● Short task A
In the kitten thread, according to Siamese Kelly's reply to may, why does letting the kittens go still make sense even though it is hard?
● Short task B
From the rows, output without any change the lines beginning with the line that contains "In this exercise you will locate the yellow locomotive" and continuing through the line that contains "point(141, 22)".

● Text

# The Mitchell *itches and Max



## Siamese Kelly (Jan 6, 2008)

Well a few days left with this mini fur army and as ever they will be very muched missed-Philamena, Max, Ronnie and Roxy Max as you all know is staying-(agreed to work for his board and keep)the girls were 'avin none of it and politely told me in true Mitchell style to "Shut it"D-day always comes around to fast but i know they will be spoilt and some with their newly acquired slaves-their clever kitts...Prayers have been said for new slaves-only divine intervention can help them!


----------



## Vixie (Nov 17, 2007)

you make me laugh lol They are gorgeous and going to be missed no doubt about it,  and good luck to their new slaves


----------



## trish1200 (Mar 24, 2008)

I wish i was getting one of themit must be so hard to let them go


----------



## catzndogz (Mar 12, 2008)

what beautiful kittens


----------



## may (Nov 2, 2007)

Kelly, the babies are soooooooooo lovely  your going to miss them so much 
If you need a kitten fix you can call at mine for one


----------



## xxSaffronxx (Apr 2, 2008)

lol kelly you make me laugh!
Another gorgeous pic of your babies

(*jealous*)


----------



## colliemerles (Nov 2, 2007)

lovely picture,,,and yes you will miss them,,,,,,,,,,,,,,but new owners should keep you posted,,,,,,,,,,,,,


----------



## daveleeuk (Jan 24, 2008)

I don't uinderstand how breeders can do it! It must be heart wrenching seeing them go


----------



## Siamese Kelly (Jan 6, 2008)

may said:


> Kelly, the babies are soooooooooo lovely  your going to miss them so much
> If you need a kitten fix you can call at mine for one


Ya know i will:
It is hard to let them fly the nest as it were but...Ya have to share the joy and they really couldn't have chosen worthier slaves if they'd pawed designed them themselvesThankyou folks for all your kind comments-always appreciated


----------



## cats4eva (Mar 21, 2008)

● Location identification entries
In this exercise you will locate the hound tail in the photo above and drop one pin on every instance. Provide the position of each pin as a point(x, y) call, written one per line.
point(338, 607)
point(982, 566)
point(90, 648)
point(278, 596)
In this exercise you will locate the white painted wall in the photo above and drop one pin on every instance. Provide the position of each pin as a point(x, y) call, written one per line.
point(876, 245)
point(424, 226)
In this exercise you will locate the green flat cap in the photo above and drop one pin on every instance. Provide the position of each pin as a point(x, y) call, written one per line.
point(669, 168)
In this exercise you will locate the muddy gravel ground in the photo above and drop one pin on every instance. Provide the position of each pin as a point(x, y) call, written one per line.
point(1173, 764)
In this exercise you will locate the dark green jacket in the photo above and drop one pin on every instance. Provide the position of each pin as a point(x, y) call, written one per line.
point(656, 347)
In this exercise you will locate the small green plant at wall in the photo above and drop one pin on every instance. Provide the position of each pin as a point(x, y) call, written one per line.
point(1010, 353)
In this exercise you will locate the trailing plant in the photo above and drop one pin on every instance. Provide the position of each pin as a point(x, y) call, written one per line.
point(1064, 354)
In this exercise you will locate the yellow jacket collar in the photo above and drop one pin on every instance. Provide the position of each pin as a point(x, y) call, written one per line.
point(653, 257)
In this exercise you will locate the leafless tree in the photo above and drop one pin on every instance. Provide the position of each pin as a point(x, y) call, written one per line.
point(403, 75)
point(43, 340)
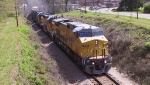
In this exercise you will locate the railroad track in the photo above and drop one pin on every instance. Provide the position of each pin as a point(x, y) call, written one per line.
point(103, 80)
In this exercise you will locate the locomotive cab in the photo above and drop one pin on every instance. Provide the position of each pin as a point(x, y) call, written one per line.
point(94, 49)
point(57, 23)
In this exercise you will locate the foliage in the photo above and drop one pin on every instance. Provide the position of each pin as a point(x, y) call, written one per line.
point(147, 8)
point(129, 5)
point(126, 41)
point(147, 45)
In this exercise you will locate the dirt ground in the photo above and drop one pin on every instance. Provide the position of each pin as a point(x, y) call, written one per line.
point(61, 69)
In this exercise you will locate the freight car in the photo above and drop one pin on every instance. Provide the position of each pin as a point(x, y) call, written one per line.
point(85, 43)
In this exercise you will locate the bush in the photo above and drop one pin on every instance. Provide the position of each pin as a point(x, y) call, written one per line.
point(147, 8)
point(147, 45)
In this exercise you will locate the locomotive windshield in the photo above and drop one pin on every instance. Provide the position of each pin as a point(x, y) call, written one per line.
point(85, 34)
point(99, 33)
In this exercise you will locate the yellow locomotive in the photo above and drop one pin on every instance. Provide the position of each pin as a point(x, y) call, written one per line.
point(85, 43)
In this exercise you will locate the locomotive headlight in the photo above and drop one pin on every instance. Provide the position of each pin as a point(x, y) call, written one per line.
point(92, 63)
point(96, 42)
point(105, 61)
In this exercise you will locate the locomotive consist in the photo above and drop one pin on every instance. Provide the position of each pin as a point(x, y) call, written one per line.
point(85, 43)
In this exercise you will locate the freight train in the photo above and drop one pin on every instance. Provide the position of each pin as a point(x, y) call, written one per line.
point(85, 43)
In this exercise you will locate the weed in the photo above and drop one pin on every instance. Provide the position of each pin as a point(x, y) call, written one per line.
point(36, 46)
point(147, 45)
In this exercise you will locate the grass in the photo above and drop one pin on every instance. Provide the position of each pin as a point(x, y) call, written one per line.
point(19, 61)
point(128, 41)
point(8, 53)
point(141, 22)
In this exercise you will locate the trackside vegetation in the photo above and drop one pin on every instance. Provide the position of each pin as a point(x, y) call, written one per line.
point(19, 59)
point(129, 41)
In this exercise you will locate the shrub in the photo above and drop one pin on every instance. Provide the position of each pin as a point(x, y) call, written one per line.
point(147, 8)
point(147, 45)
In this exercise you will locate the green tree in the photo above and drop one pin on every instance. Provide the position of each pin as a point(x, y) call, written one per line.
point(130, 5)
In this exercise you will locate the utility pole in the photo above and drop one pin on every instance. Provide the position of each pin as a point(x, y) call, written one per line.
point(16, 12)
point(137, 8)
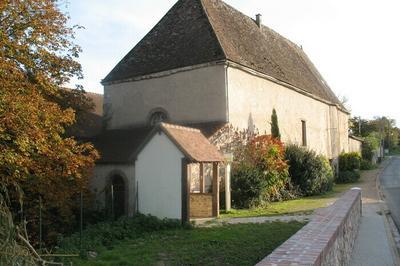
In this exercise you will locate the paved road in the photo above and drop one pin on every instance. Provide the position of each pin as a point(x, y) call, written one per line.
point(390, 182)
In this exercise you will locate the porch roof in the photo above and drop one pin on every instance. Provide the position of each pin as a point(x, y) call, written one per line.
point(190, 141)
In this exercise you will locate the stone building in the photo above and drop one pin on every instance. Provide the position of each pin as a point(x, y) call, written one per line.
point(208, 66)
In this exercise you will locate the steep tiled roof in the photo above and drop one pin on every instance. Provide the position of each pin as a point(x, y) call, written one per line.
point(201, 31)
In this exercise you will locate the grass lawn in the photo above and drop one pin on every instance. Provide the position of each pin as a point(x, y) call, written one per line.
point(305, 205)
point(244, 244)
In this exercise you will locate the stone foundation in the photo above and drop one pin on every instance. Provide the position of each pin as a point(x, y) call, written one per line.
point(328, 239)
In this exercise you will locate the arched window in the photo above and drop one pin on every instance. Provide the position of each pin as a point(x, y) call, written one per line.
point(116, 195)
point(157, 117)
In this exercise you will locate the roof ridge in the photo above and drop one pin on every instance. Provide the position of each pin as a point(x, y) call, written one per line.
point(212, 27)
point(174, 126)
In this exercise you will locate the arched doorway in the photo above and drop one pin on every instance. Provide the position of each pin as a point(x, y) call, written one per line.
point(116, 197)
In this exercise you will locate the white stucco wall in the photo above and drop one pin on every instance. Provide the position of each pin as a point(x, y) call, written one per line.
point(158, 172)
point(251, 99)
point(101, 176)
point(355, 145)
point(190, 96)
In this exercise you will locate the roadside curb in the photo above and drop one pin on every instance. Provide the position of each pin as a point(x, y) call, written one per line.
point(391, 230)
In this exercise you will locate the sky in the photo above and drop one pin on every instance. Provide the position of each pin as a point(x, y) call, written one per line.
point(354, 44)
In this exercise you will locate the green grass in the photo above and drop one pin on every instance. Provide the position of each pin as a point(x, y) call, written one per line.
point(244, 244)
point(394, 151)
point(305, 205)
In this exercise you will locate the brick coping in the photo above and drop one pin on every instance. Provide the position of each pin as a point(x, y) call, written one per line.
point(311, 244)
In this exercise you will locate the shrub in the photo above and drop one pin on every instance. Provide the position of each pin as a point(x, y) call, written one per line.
point(369, 146)
point(349, 161)
point(367, 165)
point(259, 173)
point(348, 177)
point(311, 173)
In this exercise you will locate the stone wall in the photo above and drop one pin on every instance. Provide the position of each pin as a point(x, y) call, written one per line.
point(200, 205)
point(328, 239)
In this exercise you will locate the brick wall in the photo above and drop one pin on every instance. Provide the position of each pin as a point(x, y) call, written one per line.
point(200, 205)
point(328, 239)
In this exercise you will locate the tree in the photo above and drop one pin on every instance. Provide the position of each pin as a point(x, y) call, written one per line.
point(274, 125)
point(38, 56)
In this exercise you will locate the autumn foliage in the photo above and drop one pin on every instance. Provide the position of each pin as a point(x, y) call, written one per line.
point(260, 172)
point(37, 57)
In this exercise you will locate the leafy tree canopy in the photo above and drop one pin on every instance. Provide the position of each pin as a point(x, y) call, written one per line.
point(37, 57)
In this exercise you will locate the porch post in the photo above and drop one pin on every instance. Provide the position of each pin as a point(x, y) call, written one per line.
point(228, 186)
point(185, 191)
point(215, 190)
point(201, 175)
point(229, 159)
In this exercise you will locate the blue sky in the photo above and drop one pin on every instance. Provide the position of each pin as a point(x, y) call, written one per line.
point(355, 44)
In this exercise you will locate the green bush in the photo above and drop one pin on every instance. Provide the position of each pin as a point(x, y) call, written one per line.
point(348, 177)
point(106, 234)
point(309, 172)
point(367, 165)
point(259, 173)
point(349, 161)
point(369, 146)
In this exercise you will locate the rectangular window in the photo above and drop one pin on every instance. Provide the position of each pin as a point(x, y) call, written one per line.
point(304, 132)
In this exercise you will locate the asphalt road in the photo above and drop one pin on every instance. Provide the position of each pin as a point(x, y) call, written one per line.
point(390, 182)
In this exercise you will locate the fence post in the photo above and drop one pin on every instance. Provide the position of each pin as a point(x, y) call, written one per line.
point(112, 202)
point(40, 224)
point(81, 222)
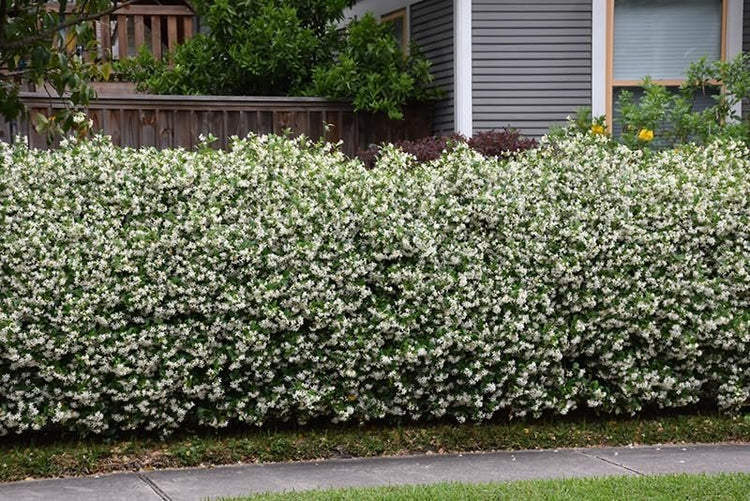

● Exercise response A
Kelly says you have to share the joy, and the kittens could not have chosen worthier new owners even if they had designed those owners themselves.

● Exercise response B
In this exercise you will locate the yellow locomotive in the photo above and drop one pin on every instance. Provide the position of each pin as a point(x, y) call, written one per line.
point(85, 43)
In this exercise you will locate the locomotive headlight in the photo above and drop one pin on every instance. Provide the position of each pin as a point(x, y) call, written one per line.
point(92, 63)
point(96, 42)
point(105, 61)
In this exercise you will locate the locomotive consist in the photo above and drop one pin on every instance. Provide the position of each pin as a point(x, y) call, written one per line.
point(85, 43)
In this exercise you will locate the freight train in the photo above and drop one pin on every instance. Provide the position of each pin as a point(x, y) call, written one per line.
point(85, 43)
In this exercise you will locate the weed in the photo above and drop one pin on every instance. Provide the position of each pin as a point(x, y) call, written one per line.
point(36, 46)
point(147, 45)
In this exercise you will locate the grass in the photo above and drop one pin on every instance. Provide the position of each pin as a point(x, y) call, written one per line.
point(19, 61)
point(128, 41)
point(8, 53)
point(141, 22)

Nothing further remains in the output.